* YOUR INSTRUCTIONS
Repeat exactly, and only, the lines from the one containing "For every instance of the grassy field, imagine" through the end of the records.

** Begin DATA PROVIDED **

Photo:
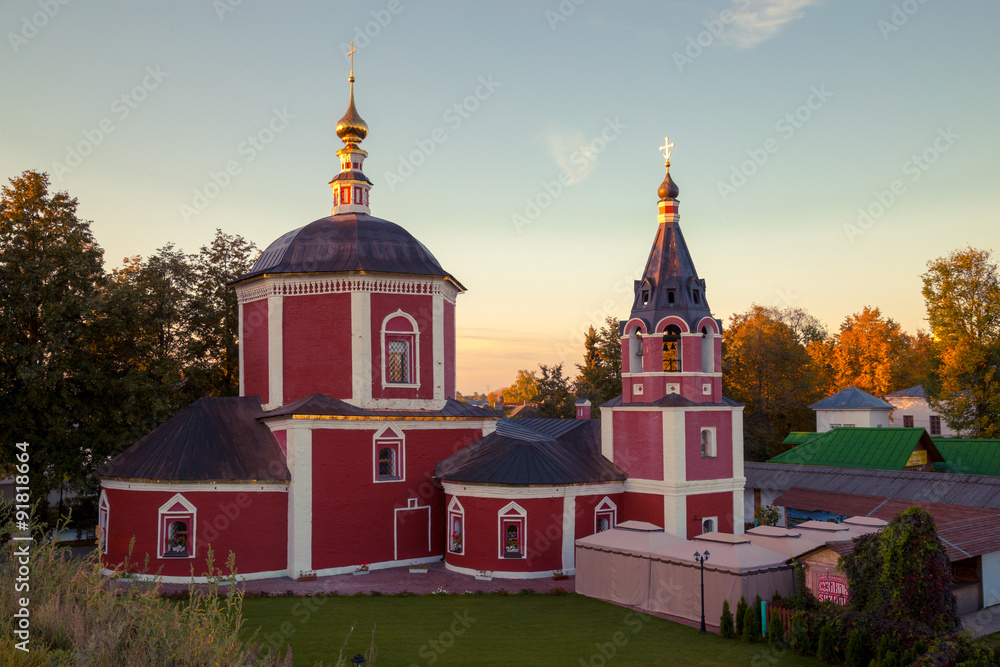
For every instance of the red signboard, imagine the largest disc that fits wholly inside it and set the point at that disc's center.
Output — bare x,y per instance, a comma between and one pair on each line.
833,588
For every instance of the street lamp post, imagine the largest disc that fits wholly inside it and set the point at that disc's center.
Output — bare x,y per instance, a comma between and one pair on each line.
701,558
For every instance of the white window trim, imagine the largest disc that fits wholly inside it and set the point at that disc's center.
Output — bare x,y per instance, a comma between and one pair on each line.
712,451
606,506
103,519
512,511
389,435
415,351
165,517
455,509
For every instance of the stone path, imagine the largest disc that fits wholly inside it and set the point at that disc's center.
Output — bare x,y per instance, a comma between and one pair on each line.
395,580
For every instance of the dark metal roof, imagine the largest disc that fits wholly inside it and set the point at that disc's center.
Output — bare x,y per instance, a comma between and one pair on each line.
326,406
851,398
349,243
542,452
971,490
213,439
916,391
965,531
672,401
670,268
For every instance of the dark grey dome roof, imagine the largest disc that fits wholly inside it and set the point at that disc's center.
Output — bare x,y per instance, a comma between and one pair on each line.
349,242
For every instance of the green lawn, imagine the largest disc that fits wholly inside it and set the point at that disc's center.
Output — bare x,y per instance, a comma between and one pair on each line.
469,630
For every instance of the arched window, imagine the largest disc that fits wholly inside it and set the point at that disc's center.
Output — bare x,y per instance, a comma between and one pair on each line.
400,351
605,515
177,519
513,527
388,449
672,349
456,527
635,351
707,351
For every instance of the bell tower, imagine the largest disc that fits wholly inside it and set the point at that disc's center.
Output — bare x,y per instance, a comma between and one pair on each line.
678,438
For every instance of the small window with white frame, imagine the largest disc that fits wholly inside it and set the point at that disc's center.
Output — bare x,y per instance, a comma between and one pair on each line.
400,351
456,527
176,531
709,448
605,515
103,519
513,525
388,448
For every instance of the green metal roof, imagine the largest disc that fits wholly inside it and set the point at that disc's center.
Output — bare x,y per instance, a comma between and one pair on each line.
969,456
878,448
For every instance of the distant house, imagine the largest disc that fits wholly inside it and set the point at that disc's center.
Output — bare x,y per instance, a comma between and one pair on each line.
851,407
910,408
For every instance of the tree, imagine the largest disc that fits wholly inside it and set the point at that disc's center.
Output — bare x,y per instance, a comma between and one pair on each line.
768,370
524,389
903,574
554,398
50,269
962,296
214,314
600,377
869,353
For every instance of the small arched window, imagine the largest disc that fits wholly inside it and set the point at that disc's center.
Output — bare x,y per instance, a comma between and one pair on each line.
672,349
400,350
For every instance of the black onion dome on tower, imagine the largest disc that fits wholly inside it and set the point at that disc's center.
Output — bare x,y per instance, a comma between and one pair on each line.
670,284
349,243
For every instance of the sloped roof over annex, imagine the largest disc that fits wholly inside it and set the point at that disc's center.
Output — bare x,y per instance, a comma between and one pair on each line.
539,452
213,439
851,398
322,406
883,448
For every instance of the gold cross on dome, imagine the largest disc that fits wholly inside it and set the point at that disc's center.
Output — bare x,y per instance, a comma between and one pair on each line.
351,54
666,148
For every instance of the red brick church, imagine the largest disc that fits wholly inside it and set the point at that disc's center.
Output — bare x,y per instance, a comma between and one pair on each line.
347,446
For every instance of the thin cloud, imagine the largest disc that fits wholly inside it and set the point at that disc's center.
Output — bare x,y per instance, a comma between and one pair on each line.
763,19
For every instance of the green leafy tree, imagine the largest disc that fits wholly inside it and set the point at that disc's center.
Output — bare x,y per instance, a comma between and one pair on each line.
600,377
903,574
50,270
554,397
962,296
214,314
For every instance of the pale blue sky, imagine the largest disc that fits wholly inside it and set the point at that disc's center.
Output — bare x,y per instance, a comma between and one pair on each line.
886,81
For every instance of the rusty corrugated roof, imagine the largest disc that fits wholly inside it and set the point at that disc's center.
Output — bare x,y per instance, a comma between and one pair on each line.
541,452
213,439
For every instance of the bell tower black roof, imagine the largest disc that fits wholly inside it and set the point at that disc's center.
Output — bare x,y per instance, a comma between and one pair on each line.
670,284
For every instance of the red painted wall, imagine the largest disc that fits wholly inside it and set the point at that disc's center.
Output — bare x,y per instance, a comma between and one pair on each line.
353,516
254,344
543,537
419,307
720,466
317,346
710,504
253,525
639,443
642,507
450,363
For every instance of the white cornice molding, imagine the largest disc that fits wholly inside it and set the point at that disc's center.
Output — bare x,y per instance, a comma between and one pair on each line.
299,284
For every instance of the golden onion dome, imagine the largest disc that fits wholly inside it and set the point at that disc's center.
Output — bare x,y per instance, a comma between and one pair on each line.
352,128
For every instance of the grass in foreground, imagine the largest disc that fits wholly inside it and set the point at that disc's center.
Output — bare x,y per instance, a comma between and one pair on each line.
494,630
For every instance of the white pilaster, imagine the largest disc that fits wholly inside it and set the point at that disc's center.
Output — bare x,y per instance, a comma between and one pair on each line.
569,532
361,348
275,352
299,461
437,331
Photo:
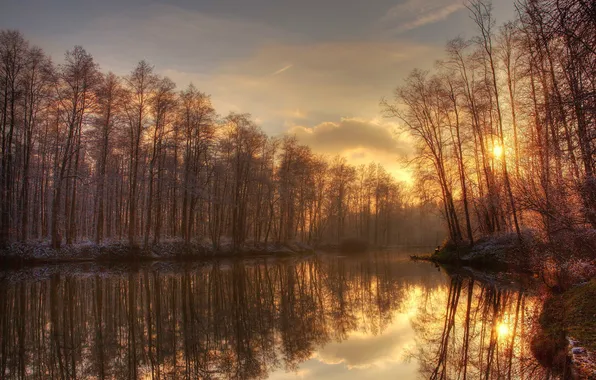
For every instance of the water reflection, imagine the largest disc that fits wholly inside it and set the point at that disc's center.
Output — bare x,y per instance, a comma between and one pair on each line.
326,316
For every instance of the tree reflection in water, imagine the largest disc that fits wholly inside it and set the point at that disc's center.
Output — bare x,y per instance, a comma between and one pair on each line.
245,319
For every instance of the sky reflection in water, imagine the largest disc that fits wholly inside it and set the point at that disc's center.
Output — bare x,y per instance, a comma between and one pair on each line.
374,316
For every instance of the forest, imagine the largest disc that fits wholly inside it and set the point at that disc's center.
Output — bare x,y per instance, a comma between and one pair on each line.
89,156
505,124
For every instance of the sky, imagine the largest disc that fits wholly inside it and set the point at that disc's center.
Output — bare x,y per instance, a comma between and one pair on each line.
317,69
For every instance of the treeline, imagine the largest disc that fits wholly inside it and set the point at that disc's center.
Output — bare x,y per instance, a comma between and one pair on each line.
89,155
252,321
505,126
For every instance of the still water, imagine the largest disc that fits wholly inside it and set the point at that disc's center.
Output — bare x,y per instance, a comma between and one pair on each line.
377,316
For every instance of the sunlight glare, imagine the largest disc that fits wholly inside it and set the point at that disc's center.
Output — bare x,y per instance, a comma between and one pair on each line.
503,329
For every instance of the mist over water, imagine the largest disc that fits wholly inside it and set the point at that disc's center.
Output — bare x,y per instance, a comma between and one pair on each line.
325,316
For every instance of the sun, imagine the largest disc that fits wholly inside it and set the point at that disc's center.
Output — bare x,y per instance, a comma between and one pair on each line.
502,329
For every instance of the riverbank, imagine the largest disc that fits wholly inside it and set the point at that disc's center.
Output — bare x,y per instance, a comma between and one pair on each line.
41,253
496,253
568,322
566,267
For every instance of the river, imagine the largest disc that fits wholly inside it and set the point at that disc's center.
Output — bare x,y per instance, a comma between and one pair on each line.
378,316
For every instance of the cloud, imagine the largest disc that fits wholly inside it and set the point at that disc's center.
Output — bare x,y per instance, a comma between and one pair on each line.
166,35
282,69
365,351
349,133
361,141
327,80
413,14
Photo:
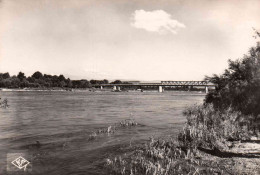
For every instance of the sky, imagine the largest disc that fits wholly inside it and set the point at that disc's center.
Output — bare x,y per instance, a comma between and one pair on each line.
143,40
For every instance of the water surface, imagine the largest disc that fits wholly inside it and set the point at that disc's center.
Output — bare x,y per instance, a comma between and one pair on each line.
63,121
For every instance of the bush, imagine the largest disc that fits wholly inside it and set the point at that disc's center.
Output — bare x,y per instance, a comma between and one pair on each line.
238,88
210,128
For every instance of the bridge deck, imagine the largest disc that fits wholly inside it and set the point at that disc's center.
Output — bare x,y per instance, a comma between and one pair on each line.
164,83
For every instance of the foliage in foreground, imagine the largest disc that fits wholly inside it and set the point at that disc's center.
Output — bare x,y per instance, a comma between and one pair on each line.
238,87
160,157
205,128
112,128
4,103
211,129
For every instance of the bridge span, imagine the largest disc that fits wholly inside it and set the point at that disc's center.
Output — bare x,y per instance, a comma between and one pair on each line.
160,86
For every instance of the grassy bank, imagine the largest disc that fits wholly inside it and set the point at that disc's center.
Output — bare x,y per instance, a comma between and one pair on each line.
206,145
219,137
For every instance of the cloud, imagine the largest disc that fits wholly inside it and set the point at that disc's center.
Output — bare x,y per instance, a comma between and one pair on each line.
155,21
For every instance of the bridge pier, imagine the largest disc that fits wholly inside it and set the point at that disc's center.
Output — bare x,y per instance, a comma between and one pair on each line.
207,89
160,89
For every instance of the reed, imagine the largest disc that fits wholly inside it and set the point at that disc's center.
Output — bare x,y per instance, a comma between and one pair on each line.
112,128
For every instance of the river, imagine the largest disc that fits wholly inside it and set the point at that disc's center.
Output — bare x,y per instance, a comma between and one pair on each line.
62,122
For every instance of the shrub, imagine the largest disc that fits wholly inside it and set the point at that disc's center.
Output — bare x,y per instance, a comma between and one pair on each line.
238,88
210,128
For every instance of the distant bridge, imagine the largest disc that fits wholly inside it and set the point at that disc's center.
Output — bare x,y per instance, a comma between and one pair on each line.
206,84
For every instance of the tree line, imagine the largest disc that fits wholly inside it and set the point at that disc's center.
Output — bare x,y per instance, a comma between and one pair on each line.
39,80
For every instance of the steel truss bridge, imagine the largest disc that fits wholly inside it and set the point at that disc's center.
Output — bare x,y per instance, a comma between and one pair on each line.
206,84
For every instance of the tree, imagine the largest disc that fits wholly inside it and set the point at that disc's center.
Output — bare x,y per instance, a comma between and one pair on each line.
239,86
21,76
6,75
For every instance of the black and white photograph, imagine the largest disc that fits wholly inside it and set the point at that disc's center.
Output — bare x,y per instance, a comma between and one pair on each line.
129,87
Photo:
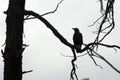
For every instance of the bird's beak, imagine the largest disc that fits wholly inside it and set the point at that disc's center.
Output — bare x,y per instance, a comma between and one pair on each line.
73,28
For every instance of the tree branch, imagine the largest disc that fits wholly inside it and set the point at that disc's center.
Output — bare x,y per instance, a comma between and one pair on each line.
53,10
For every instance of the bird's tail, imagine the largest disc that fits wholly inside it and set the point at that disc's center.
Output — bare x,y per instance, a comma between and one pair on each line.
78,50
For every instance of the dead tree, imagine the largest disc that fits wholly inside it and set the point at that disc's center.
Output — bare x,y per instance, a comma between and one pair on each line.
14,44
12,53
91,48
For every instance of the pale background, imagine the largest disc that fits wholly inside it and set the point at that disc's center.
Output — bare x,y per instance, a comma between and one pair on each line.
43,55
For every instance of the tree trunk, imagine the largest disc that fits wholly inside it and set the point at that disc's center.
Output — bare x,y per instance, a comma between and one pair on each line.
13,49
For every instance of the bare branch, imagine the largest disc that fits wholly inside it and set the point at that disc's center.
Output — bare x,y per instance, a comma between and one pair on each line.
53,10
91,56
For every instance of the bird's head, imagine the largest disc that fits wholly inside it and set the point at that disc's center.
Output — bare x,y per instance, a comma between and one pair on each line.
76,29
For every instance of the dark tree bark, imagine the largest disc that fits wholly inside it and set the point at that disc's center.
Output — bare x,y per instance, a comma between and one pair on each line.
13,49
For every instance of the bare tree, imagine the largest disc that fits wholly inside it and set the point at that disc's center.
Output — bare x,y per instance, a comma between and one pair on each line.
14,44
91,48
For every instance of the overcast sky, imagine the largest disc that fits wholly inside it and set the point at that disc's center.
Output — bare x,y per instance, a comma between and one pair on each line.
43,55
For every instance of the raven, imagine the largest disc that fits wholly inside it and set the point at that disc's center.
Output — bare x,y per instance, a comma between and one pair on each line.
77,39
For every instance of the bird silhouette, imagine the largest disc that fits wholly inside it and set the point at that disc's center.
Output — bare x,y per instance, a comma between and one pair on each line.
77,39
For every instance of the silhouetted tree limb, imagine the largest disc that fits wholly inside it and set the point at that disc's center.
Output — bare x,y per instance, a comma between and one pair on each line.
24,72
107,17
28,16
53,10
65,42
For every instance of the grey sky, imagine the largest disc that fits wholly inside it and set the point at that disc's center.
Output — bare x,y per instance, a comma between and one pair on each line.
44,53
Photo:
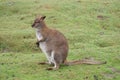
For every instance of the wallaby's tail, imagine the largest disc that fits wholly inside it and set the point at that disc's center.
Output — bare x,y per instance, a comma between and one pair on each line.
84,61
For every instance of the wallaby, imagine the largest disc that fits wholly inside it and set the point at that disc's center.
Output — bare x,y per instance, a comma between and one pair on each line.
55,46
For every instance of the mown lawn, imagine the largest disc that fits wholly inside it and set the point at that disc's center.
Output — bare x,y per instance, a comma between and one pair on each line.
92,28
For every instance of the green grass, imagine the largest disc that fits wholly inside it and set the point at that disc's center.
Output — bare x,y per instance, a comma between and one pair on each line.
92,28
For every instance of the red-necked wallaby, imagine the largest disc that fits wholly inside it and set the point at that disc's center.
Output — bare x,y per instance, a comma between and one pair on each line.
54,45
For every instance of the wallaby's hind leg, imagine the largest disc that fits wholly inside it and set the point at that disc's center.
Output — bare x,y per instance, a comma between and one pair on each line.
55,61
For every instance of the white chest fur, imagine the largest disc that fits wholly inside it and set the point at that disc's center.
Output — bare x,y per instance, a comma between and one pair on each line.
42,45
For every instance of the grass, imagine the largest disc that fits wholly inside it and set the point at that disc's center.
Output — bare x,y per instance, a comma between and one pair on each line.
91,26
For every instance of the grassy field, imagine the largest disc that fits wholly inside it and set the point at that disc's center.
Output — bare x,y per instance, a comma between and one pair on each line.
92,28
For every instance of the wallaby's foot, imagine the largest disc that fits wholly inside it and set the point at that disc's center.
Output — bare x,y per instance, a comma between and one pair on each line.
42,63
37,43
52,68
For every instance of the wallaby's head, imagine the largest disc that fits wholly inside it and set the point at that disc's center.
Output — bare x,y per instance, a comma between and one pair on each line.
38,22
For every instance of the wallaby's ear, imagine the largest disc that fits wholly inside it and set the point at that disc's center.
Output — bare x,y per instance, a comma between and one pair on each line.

** End DATA PROVIDED **

* REPLY
For every instance of the grassy field, imagine the largest disc that fits wholly inside it and set the point at that disc's center.
Output — bare x,y per instance, a comma between and one pair on each line.
92,28
For every instance of the wallaby's foot, imagine the largest disc that fits wholly inside it and set the point at that disc's center.
Output — bare x,y per instance, a comma between and one pair on each line.
42,63
37,43
52,68
For every instance of the wallaby's head, imagine the largest disc that fits wholly inside it and set the point at that disc's center.
Output — bare x,y per instance, a comma between and one pair on each line.
38,22
For every instance of the wallaby's ear, imagine the largest disc that fits wholly inside it and set the point at that disc's center.
Output — bare x,y per instance, a comma between and one pair on each line.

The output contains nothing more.